◆ **Work instruction**
In the article about Sean English below, please list every person he names as someone who could have been in the turned-over car.

◆ **Passage to read**
Instead, he reconstructed his high school existence one step at a time, with some new elements. Grueling rehab, five times a week. A prosthetic leg, which took time to get used to. A new girlfriend, who helped him on his journey.
He eventually returned to school. In April he attended the sentencing of the young man who changed his life, Keith Martin, who, a week before his sentencing, was caught drinking beer in his car outside a casino, a violation of his probation.
Despite that, despite all he had gone through, despite the six- to 12-year sentence a judge ordered for Martin, English said he forgave the young man. He said he was pulling for him. He said, “I’m in your corner…I’m really rooting for you.”
And a month later, last Wednesday, here was Sean English, whose father, he says, once qualified for the Olympic track trials, lining up for one last 400-meter race for his high school.
“I always told everyone I’d be back on the track,” he says. “But I didn’t know when.”
Wearing his father’s old high school jersey, Sean embarked on his lap. Halfway through, the pain was significant. He wasn’t sure he would make it. But with the cheers of his family and his high school teammates urging him on, he came around another curve of life, this time with a more glorious finish. He fell into his parents’ embrace, shedding tears. He told his father, “I did it.”
The next day, Sean went to his prom.
Thirteen months after nearly dying on the side of the road? A new leg? A track race? A prom?
Do we ever truly appreciate the resilience of the human spirit?
An unintended commencement speech
I said that I had heard the best commencement speech of the year. It came by accident, when I asked Sean to reflect on what had happened, and what he would say to all the people out there if given a chance.
Here is what he said. Imagine it, perhaps, being spoken before a football field’s worth of young, impressionable graduates:
“The accident I had completely reshaped my outlook on life. It strengthened my faith and me as a human being. I now cherish every moment.
“I had a metamorphous…And Dr. Cynthia Ray’s name now carries me along…
“I think about that accident often. But I never think about why did I stop? Or should I have kept driving? I think about, OK, that could have been my girlfriend in that (turned-over) car, or my grandma, or my mom, it could have been someone very important to me. And the guilt that I would have had for the rest of my life if I had just driven by when I could have done something would have outweighed any physical pain that I’ve had to deal with.
“So I would rather do what I did, and lose my leg, than to live with that guilt…
“I mean, life can always be worse. You can go to your local hospital and see people in positions much worse than what you’re experiencing. So you should always remember to be grateful for that.
“Also, life is way too short to hold grudges. That brother that you haven’t been talking to for years, or that friend that you don’t talk to anymore because you had a falling out, honestly, life is way too short and you never know when it’s going to be taken away. You should never leave a (bad) conversation with a question of ‘Was that the last conversation I’ll ever have with that person?…
“I know all this is easier said than done, but those are the kind of things that I hold onto now, and will for the rest of my life. And I hope everyone else can as well.”
That’s a speech. That’s a life lesson. Sean English will not speak at his high school graduation. (“The valedictorians do that,” he jokes. “I didn’t get one of those spots.”) But that’s OK.
Sometimes the best lessons at a high school graduation don’t come from the podium. Sometimes they are sitting in the stands, just grateful to be there.

◆ **Data extract**

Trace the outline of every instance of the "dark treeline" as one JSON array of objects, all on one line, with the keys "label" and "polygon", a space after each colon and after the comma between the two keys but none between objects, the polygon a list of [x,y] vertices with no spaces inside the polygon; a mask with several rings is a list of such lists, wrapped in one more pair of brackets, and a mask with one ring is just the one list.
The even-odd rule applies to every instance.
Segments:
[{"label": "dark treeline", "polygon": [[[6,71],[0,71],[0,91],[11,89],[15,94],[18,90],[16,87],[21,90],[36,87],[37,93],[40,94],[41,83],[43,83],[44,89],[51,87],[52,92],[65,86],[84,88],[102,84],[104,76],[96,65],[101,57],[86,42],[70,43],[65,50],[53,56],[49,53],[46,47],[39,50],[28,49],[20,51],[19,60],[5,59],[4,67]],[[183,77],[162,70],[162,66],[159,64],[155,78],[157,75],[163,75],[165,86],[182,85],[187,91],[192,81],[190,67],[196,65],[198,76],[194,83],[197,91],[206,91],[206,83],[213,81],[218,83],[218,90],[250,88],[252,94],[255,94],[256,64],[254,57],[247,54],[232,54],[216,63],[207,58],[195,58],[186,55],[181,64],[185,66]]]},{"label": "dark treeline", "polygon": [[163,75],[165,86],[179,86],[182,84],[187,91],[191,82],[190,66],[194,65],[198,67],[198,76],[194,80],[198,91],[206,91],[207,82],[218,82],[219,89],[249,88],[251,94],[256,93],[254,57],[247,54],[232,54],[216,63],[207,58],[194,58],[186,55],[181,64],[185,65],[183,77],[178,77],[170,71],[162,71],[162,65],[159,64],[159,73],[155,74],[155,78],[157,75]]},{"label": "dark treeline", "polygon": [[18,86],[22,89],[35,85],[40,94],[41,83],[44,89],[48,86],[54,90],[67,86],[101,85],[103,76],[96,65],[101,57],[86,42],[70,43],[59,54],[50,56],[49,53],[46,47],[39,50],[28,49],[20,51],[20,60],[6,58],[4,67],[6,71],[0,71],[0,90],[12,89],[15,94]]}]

◆ **Task answer**
His girlfriend, his grandma, his mom.